=== Work required ===
Every line of the following records that includes "deep" should be copied.

== Excerpted data

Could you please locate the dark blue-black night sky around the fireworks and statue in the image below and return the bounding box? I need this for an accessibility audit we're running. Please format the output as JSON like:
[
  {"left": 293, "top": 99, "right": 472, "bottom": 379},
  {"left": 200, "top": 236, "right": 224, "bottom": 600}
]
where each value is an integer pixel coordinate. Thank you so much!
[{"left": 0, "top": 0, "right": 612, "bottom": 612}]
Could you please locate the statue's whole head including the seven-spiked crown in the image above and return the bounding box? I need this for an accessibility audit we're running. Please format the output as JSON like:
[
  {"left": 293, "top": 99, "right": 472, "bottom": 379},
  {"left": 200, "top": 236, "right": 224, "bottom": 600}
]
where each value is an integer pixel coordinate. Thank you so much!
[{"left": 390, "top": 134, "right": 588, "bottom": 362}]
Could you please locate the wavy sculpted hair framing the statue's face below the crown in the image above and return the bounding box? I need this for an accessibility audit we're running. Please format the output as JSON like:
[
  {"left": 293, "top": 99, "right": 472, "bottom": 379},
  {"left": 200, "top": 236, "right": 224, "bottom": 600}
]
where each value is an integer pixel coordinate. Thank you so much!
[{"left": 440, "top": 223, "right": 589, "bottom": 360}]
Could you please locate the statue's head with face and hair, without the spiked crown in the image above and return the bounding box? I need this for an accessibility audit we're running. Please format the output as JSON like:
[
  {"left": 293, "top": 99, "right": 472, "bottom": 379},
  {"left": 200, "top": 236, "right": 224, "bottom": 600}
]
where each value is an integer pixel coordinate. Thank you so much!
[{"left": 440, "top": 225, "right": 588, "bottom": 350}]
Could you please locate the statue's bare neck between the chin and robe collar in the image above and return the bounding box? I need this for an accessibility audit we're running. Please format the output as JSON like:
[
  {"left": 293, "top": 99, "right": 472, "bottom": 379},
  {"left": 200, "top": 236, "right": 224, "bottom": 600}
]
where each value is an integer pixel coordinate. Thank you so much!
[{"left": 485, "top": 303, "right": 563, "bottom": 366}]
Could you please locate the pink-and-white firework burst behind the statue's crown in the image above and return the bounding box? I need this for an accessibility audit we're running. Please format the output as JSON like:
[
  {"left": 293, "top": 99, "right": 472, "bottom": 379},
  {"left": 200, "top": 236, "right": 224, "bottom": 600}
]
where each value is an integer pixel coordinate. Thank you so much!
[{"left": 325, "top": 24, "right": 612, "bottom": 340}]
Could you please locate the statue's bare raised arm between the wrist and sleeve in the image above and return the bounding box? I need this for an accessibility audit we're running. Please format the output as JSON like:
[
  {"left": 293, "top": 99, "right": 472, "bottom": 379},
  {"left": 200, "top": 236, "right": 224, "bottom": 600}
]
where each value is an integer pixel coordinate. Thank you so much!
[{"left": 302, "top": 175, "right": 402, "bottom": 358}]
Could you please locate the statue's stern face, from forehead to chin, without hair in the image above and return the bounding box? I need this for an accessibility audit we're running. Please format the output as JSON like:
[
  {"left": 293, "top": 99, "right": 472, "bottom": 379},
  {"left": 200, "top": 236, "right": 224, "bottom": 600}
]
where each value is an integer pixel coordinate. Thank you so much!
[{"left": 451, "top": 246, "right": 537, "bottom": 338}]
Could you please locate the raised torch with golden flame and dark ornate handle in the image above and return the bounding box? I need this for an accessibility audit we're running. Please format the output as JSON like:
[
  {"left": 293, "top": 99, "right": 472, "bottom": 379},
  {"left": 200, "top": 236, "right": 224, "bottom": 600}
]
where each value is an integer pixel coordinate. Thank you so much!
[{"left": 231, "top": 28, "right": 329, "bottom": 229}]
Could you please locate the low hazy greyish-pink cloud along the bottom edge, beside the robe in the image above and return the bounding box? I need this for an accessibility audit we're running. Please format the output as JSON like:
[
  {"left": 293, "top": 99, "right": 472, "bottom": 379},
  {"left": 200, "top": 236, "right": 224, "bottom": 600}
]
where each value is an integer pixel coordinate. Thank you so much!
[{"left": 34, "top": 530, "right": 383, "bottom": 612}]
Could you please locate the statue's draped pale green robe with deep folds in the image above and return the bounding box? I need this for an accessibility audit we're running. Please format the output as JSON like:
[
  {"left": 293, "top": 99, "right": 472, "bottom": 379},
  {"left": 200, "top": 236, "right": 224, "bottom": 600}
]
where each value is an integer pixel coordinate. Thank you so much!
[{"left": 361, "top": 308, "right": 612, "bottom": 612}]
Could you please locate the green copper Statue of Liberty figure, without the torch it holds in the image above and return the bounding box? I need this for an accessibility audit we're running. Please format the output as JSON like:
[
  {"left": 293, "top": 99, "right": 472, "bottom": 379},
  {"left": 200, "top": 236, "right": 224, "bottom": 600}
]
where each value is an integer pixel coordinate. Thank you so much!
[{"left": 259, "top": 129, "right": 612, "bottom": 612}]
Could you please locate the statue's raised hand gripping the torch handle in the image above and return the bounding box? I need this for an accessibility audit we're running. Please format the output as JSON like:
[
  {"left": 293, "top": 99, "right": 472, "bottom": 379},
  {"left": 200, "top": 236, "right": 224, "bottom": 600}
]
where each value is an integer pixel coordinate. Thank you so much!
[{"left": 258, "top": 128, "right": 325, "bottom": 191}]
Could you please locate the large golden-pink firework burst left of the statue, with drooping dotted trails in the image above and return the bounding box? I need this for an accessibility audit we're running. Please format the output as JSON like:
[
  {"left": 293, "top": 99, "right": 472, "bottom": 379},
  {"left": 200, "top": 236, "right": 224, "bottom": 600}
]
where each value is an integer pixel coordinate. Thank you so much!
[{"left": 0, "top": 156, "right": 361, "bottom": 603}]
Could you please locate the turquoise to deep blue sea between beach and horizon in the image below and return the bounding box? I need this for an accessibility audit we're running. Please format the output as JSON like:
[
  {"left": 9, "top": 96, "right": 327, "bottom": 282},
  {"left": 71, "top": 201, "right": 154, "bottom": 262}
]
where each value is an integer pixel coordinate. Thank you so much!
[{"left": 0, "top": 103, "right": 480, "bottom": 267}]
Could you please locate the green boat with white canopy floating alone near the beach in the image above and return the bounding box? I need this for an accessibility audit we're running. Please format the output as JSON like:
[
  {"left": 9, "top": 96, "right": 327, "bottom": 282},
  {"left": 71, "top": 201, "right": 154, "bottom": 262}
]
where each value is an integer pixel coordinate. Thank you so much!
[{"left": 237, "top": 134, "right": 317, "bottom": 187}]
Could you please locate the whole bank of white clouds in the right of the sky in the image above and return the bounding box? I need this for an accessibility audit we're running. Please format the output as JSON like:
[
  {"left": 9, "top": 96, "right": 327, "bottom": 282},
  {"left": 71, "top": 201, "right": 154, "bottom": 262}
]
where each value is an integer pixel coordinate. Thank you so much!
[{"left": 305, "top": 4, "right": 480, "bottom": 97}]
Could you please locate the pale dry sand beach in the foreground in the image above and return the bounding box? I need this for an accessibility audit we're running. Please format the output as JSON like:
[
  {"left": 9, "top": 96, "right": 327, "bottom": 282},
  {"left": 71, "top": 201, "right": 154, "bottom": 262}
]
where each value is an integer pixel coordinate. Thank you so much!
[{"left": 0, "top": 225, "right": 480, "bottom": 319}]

====

=== Result of the task ===
Could you please locate the statue's draped pale green robe with deep folds in the image above and return the bounding box? I need this for an accessibility audit we're running. Please format the output as JSON like:
Could you please locate the turquoise to deep blue sea between beach and horizon in the image below and return the bounding box? I need this for an accessibility audit we're running. Please format the output as JSON like:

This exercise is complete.